→ **Description of the task**
Reproduce all the entries precisely.
>> Begin Data supplied
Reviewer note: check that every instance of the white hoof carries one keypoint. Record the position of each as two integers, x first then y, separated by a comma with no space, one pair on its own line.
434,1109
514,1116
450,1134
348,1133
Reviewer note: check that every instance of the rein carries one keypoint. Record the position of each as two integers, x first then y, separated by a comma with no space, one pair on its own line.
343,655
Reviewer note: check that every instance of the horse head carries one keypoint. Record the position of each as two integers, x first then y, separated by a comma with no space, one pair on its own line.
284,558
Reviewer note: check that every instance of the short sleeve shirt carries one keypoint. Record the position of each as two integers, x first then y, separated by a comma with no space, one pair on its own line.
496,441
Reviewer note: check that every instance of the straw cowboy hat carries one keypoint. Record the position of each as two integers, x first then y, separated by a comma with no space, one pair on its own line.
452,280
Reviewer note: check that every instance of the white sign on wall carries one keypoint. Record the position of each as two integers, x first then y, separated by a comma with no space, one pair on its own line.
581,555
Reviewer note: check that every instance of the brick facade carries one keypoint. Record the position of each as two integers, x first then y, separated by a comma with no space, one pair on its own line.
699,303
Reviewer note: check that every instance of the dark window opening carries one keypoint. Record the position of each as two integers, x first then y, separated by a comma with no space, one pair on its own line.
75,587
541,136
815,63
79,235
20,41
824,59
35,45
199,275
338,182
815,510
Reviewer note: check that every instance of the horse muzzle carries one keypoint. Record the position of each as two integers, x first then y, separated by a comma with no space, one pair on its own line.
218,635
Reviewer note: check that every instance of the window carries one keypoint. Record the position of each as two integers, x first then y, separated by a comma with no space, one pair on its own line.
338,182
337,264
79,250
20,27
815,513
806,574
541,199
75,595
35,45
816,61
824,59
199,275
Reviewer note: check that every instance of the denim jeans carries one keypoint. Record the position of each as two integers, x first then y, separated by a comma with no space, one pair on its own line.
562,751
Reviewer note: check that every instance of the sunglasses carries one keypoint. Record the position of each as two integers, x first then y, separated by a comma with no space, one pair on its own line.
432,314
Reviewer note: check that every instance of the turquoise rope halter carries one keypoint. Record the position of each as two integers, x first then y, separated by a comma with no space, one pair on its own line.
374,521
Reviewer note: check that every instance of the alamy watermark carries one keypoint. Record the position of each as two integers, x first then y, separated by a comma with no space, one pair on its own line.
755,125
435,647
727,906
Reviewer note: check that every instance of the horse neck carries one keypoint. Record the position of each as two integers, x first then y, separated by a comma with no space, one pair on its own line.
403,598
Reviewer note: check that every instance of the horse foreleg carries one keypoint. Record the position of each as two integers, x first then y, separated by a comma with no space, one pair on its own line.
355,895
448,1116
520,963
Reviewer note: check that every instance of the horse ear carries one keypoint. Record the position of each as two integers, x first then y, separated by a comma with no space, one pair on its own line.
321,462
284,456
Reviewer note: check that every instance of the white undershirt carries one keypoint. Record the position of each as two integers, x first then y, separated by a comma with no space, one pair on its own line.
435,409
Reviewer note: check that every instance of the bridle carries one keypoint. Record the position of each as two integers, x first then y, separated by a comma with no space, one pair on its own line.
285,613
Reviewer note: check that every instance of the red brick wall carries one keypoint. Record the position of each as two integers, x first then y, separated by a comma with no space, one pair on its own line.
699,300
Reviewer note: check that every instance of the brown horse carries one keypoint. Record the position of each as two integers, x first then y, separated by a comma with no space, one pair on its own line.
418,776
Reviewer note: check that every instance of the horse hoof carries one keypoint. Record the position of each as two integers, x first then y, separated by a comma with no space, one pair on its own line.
>> End Data supplied
→ **Worked answer**
Reviewer note: check that every instance of the white hoof carries one keypoint. Record the position of each as two integers, x first then y, separated by a comma with no space, one pair on its own line.
434,1109
514,1116
450,1134
348,1133
Reviewer note: check that every instance of the rein carries one keypoint. Record the position of each as two integers, x first then y, separated by a comma with no space, one pair on its own line.
343,655
Reviewer note: check that every instance of the horse head carries one keypoint. Record the position of each as two integers, x first then y, separated by a comma with no space, one pair on its own line.
284,558
Reviewer note: check that every instance of the short sleeve shirt carries one keypoint. Record the position of each as two integers, x first then y, separated by a comma with no space, one pair on its own line.
496,441
Reviewer note: check that every instance of the straw cowboy hat carries one keypoint. Record the position of each as two integers, x first then y, separated by a comma with no space, one pair on its own line.
452,280
Reviewer note: check that every instance of the white sign on wall carries one keypoint. Record the position of each as two integers, x first then y, separated by a comma with no space, one pair on its own line.
581,555
Reviewer note: check that every instance of the brick facade carries one keypoint. Record the position of each as two integers, x first then y, separated by a comma with no space, one pair on its own line.
699,303
Reviewer note: check that every instance of the dark window opening carries one keypoint. Record the position of each as two integers, x first then y, separated by a comma with no space, one pair on its own line.
75,587
541,136
815,63
79,235
20,41
824,59
35,45
199,275
338,182
815,510
Reviewer note: check that every instance of the horse muzzle carries one keypoint. Record the position of each as two integers, x first then y, separated by a comma with no space, one pair on its own line.
218,635
Reviewer note: check that every instance of the window carries one keypoint. Record the position of each as two integers, x first then y, separated by a comma with no space, one pair on its own line.
338,182
337,264
79,250
20,27
815,513
806,574
541,199
75,595
35,45
816,61
824,59
199,275
Reviewer note: check that every instance of the denim jeans carries one keypoint. Record the position of each as two integers, x first then y, separated by a comma with no space, one pair on its own line.
562,751
Reviewer note: check that every instance of the sunglasses carries one keypoint. Record the position of each as two integers, x first then y, separated by a comma with no space, one pair on its own line.
432,314
Reviewer note: check that every instance of the turquoise rope halter carries one keypoint. Record the position of each as two integers, x first then y, separated by a comma with no space, one pair on its own line.
374,521
Reviewer note: check that every instance of the alamy watermark carries one keypoint. Record the position of each as two integers, x first then y, separated by a comma with no space, one pair on its own line.
755,125
435,647
727,906
Reviewer note: check that every instance of the horse neck carries one keypoint. Record the position of each as two integers, x first then y, separated by a comma with no space, one pair on its own line.
403,598
Reviewer note: check that every instance of the horse foreleg carries one keypoint. Record the position of each as two integers, x first then y, separated by a comma with no space, one pair on its own line.
355,895
448,1116
520,963
Reviewer note: check that every instance of the horse ear carries one keypoint. Record the position of each as two integers, x first then y, separated by a comma with no space, one pair on its own line.
321,462
284,456
Reviewer note: check that every instance of the white undershirt carries one keypoint. Record the position of each as two integers, x first then y, separated by a comma with no space, one pair on its own line.
435,409
Reviewer note: check that every instance of the bridle carries one keypoint. Record the position of each as two integers, x first then y, separated by a comma with no space, one pair on its own line.
285,613
Reviewer note: check that every instance of the red brick wall carries one keypoint. Record the position of each as two integers, x first then y, separated by a comma with no space, one pair on its own line.
699,300
Reviewer note: check that every instance of the brown horse carries one keypoint. Record the position of each as two integers, x first then y, separated by a comma with no space, one pair on its own line.
418,776
Reviewer note: check that every instance of the horse hoof carries one keypoint. Record the position of each as two integers, x first then y, separated by a comma with no space, one pair on its own line.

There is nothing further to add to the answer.